Stored records:
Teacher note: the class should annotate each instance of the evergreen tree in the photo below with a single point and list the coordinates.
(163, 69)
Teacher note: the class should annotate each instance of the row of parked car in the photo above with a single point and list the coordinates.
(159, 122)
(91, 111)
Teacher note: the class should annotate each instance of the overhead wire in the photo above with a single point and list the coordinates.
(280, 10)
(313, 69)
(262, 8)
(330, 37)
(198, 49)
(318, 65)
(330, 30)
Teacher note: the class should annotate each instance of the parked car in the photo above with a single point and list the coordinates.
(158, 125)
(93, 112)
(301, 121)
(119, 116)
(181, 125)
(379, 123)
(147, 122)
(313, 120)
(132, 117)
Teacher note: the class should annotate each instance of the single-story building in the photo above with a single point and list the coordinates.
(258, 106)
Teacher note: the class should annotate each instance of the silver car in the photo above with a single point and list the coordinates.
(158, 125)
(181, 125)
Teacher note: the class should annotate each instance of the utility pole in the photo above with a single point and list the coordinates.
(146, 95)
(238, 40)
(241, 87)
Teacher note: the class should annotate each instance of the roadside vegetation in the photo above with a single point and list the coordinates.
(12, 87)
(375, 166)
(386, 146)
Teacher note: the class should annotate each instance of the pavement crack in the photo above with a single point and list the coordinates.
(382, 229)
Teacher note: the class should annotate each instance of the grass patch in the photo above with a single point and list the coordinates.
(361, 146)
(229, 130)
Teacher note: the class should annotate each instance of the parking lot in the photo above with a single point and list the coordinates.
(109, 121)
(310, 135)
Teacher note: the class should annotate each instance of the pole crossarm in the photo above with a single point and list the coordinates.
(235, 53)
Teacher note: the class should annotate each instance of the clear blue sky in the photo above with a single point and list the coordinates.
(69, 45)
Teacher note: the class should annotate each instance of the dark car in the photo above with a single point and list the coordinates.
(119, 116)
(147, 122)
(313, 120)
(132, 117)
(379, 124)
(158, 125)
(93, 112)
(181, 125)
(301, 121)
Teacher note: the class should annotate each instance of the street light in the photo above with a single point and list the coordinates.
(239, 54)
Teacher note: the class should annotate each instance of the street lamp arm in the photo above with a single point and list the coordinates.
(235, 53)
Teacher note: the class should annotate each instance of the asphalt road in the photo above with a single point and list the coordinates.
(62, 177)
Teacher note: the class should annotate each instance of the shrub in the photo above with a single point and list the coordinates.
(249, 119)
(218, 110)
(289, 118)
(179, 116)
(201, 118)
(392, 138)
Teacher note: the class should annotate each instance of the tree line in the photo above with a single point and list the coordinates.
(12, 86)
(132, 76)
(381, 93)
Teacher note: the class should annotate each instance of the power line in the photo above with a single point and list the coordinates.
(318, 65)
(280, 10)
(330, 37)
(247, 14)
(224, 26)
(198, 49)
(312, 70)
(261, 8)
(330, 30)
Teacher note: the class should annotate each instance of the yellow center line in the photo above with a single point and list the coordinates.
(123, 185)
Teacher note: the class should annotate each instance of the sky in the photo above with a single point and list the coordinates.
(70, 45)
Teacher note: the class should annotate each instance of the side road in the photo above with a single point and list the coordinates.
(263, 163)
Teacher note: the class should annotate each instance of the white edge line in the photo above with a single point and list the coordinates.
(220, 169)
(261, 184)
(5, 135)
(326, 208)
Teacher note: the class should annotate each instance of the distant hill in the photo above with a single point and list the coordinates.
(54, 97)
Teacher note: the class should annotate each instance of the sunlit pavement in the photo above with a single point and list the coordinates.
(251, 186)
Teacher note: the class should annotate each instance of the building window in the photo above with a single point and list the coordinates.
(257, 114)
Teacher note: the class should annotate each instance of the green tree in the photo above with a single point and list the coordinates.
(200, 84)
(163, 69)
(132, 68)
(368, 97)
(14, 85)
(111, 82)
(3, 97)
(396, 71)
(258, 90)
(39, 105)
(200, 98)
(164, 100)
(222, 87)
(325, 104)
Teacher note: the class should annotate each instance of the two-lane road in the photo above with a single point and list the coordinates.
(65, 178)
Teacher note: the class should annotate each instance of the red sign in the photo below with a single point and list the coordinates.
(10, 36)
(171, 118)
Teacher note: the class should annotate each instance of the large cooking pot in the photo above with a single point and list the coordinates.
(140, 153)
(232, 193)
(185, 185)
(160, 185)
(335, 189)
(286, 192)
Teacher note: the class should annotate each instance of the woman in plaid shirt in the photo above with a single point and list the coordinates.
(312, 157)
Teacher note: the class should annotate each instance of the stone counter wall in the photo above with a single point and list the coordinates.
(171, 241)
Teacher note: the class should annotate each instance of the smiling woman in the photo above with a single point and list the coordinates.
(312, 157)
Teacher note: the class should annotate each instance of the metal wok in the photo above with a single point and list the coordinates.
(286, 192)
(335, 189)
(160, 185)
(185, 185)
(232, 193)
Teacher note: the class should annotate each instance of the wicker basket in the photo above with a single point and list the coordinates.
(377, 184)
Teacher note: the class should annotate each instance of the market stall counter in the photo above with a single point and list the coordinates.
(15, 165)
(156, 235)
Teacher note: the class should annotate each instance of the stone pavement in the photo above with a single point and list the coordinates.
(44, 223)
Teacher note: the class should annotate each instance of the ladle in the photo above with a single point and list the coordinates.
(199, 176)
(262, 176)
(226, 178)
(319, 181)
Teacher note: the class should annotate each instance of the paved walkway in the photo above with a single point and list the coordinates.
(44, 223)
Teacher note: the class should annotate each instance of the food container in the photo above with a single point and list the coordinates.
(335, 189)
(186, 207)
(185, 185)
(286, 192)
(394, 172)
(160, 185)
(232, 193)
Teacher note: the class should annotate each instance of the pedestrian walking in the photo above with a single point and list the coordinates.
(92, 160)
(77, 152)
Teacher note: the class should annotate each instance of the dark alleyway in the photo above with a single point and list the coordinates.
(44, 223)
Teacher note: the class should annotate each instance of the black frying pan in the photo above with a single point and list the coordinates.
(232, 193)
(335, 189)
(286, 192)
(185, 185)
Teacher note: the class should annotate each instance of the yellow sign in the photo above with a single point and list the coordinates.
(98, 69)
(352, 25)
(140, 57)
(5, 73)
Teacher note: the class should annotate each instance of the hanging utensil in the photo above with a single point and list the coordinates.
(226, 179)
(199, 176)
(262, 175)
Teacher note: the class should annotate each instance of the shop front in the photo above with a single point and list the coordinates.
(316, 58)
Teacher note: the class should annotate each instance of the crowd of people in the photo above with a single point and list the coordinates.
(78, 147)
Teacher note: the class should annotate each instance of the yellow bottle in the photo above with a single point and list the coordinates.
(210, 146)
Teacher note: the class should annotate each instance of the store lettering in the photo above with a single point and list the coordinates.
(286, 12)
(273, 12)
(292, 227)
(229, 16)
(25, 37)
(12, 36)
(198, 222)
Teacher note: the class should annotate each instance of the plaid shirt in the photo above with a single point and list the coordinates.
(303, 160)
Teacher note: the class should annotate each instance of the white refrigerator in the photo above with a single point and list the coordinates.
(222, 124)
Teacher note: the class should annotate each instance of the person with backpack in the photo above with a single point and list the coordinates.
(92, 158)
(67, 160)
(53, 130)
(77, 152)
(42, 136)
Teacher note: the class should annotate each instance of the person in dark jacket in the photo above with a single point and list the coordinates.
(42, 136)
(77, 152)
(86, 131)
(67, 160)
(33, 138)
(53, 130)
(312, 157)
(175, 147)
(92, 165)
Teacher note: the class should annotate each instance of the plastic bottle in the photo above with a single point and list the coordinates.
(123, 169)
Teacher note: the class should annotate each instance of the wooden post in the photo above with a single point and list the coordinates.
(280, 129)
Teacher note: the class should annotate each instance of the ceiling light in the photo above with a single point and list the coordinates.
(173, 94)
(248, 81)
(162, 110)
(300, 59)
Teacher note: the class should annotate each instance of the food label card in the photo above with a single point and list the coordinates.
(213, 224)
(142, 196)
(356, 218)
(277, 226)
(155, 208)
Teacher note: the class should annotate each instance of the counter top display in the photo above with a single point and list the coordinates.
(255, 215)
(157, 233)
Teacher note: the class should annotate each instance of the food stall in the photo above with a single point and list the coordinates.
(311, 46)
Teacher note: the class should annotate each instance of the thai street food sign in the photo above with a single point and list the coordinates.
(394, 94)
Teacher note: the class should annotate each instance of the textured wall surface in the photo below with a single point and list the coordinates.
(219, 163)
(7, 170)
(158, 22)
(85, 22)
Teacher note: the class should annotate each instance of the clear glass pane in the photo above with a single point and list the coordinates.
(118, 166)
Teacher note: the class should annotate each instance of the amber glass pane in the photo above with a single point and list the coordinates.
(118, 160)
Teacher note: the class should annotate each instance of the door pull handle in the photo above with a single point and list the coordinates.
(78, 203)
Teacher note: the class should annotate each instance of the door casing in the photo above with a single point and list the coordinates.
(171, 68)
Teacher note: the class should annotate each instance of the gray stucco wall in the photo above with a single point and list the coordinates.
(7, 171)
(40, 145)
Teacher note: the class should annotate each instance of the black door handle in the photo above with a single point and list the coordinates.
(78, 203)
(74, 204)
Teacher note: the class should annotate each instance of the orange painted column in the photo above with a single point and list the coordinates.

Given request: Retype the records above word for word, starting with the line that contains "the door pull" and going on through the last line of the records.

Completed task:
Teacher note: the class should annotate each instance of the door pull handle in the photo above with a single point and list the coordinates.
(78, 203)
Teacher note: the class should annotate each instance of the door casing in the photo above with a single point and list the coordinates.
(171, 68)
Teacher note: the class should annotate each instance of the gray stucco wall in the photo above with a single point and list the coordinates.
(7, 171)
(40, 145)
Teacher note: the class should annotate each instance of the black door handle in the photo above with a single point and list the coordinates.
(78, 203)
(74, 204)
Teacher note: the class should annotate each instance of the orange painted column in the photo above with a single point and list the coordinates.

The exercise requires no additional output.